##### Data to process
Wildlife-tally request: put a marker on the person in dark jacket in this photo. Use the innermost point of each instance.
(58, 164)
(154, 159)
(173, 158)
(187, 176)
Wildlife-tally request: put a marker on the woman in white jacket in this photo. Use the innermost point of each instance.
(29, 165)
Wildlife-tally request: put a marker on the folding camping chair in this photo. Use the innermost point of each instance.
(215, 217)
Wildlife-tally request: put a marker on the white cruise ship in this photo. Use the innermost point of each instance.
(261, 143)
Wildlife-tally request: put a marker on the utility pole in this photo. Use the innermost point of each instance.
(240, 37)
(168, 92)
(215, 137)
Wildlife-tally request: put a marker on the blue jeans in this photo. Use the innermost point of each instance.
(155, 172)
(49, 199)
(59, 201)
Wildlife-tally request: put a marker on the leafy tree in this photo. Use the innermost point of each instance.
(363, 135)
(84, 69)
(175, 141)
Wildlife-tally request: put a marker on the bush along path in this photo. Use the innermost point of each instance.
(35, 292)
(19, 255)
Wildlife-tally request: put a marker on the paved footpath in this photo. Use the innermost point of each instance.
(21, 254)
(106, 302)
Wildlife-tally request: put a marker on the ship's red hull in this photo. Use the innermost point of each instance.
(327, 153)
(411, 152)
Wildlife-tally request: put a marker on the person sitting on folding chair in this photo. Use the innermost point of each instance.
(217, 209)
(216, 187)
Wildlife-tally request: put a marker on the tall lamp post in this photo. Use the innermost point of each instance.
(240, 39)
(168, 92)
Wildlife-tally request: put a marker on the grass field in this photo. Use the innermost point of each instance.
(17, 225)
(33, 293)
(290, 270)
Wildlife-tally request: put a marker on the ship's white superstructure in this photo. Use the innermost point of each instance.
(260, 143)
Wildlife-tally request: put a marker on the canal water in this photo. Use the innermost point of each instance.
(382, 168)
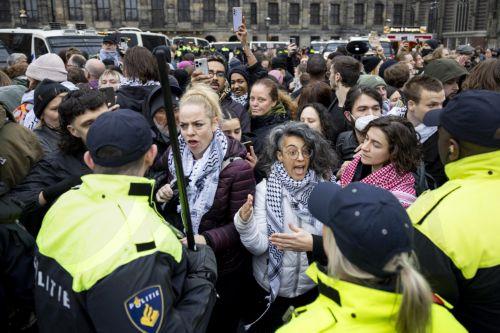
##########
» The request
Can you rewrite all the rows above with "put a marker on" changed to "place a point on", keeping everything else unchanged and leaving the pictures out?

» Response to this task
Wildlife-tally request: place a point on the person in dark jacket in this photo. Use the innermost point of each instance.
(58, 164)
(154, 159)
(173, 158)
(187, 176)
Wildlife-tally request: place a point on the woman in white jacket in this photo. Use the innermost point of each instance.
(29, 165)
Wildlife-tally request: place a point on the folding camping chair in this photo. Use the innermost point of each instance.
(215, 217)
Wildlife-tally request: place a point on the white cruise ship in this photo. Use the innermost point of each instance.
(261, 143)
Wildlife-tally request: place a point on the utility pole in this photo. Use the innermost point of each instance.
(240, 37)
(168, 92)
(215, 137)
Wildlife-tally request: place a point on the blue jeans in this photo. Use the innermost point of each instance.
(155, 172)
(49, 199)
(59, 201)
Wildlife-tally request: place a point on the leafy tree in this photo. Use the innermost point of each instance.
(363, 135)
(84, 69)
(175, 141)
Wildlife-tally request: place a point on the bush along path in this photo. Use the innermost point of each instance.
(35, 292)
(19, 255)
Wildlife-tally request: place a point on the paved footpath in this photo. Use the innermost point of each instance.
(21, 254)
(106, 302)
Wildlife-tally request: place a point on the ship's red hull in this photo. Use the innermost point of each instance.
(327, 153)
(411, 152)
Wildlife-tally request: place a point on the person sitting on folding chair in this photo. Use the innermost point of each instance.
(217, 209)
(216, 187)
Wildlife-tally request: place a point on the tall lamp post in this photo. Use the innermost point of each instance.
(240, 39)
(168, 92)
Wildlife-tally request: place a point on the grass field in this photo. Use the innermost point of each instance.
(17, 225)
(33, 293)
(290, 270)
Wildlife-tally request: place a point on the ship's white superstructure in this photo. Use the innermost point of each instance.
(260, 143)
Wildlife-tally request: place a point on the canal water in this photo. Use the innermost point of each instance.
(382, 168)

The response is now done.